◆ Directions
Collect every line in the data below that contains the string "folder", and copy each one in full. Matching is case-sensitive.

─── Entries provided

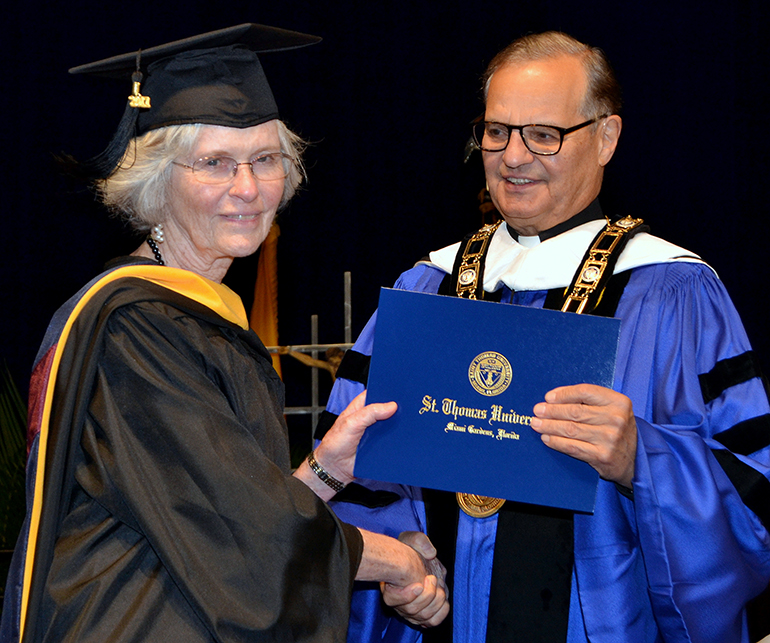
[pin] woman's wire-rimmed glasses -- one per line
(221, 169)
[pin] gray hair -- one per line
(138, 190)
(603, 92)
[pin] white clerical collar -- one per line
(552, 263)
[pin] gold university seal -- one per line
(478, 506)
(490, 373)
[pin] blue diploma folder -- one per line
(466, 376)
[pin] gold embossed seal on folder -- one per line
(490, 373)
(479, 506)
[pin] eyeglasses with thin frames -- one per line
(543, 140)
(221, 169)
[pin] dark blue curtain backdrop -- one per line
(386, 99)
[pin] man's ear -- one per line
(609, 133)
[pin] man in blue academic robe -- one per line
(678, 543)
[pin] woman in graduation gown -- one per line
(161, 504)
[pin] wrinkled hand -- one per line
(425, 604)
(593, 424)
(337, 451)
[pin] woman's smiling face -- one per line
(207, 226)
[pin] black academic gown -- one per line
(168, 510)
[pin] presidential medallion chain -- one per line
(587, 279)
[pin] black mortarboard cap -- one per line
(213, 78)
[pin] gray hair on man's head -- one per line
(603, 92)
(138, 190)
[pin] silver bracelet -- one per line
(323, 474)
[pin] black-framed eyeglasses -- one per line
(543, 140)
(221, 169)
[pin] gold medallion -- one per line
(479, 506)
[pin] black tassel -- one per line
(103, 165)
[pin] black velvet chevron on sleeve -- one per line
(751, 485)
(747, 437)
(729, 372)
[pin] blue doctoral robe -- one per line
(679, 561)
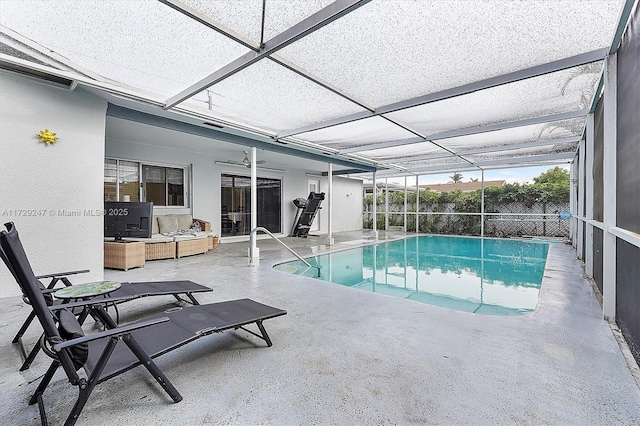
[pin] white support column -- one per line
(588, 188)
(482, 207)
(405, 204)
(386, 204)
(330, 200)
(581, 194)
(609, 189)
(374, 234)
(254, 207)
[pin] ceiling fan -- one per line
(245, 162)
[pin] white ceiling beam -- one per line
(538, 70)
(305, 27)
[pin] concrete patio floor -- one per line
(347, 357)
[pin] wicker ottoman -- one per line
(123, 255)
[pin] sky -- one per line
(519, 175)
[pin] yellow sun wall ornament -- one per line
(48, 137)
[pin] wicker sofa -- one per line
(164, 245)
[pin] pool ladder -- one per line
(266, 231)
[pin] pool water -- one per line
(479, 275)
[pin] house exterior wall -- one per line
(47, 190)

──────
─── Entries provided

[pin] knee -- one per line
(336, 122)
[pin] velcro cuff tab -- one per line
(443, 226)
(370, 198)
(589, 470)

──────

◆ In response
[pin] blue diploma folder -- one per line
[pin] gold embossed seal on folder -- one per line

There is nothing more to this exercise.